> _Exercise prompt_
Put the lines below into a numbered list, skipping blank lines. Omit the pictures from the answer.

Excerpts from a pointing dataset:
* * * * * * *

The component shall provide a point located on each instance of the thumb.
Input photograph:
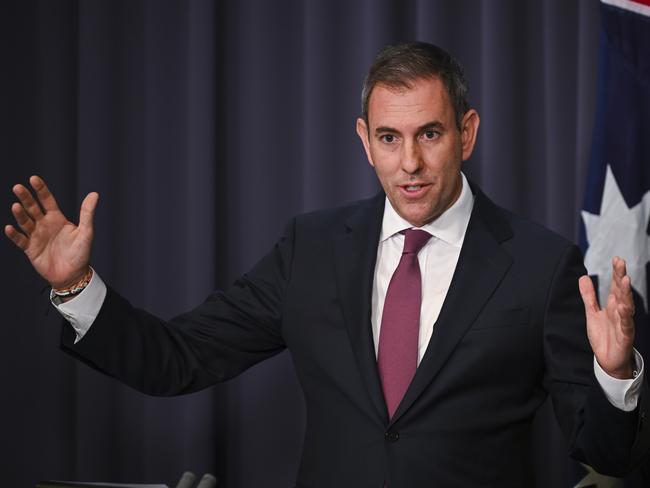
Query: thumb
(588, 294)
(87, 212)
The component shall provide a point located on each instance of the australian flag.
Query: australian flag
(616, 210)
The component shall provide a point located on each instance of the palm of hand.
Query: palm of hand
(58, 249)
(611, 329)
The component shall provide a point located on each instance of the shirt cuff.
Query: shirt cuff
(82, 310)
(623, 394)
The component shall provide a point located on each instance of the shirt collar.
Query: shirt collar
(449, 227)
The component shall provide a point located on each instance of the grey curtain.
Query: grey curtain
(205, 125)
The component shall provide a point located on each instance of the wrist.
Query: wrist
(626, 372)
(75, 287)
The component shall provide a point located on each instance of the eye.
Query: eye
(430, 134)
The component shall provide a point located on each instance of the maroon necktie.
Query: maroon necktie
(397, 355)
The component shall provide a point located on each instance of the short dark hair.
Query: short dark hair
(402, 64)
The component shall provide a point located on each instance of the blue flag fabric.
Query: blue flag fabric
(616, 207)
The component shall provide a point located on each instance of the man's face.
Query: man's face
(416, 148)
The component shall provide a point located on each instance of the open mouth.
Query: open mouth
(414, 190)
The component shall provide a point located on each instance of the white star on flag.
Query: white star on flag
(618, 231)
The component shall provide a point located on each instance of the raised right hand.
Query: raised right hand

* * * * * * *

> _Task output_
1. The component shall provide a point located on each instance of the thumb.
2. Input photograph:
3. Query: thumb
4. (588, 294)
5. (87, 212)
6. The component shall provide a point located on each instance of the australian flag.
7. Query: australian flag
8. (616, 210)
9. The component shall provide a point located on each instance of the palm of hand.
10. Query: palm of hand
11. (58, 249)
12. (611, 329)
13. The component shall provide a point located on each instance of the shirt cuff.
14. Query: shirt cuff
15. (82, 310)
16. (623, 394)
17. The component shall provide a point located on each instance of the shirt collar.
18. Query: shirt collar
19. (449, 227)
20. The component shall provide a point located on each instance of the grey curtain.
21. Query: grey curtain
22. (205, 125)
23. The component shall provide a point located on each instance of the wrist.
24. Query: wrist
25. (626, 372)
26. (75, 287)
27. The component shall provide a point located on each instance of the eye.
28. Query: eye
29. (430, 134)
30. The component shall provide a point located on each instance of the maroon necktie.
31. Query: maroon necktie
32. (397, 355)
33. The component shall provide a point located on each instance of the short dark hair.
34. Query: short dark hair
35. (402, 64)
36. The component shall provide a point located on each instance of the blue flag fabric.
37. Query: blue flag fabric
38. (616, 207)
39. The component shall provide a point located on each instance of the man's face.
40. Query: man's face
41. (416, 148)
42. The component shall provide a point located on each instance of the open mouth.
43. Query: open mouth
44. (414, 190)
45. The component shall provide a point located on each instance of the white star on flag.
46. Query: white star on flag
47. (618, 231)
48. The component shall provide a point located on each instance of the raised right hand.
49. Query: raised right hand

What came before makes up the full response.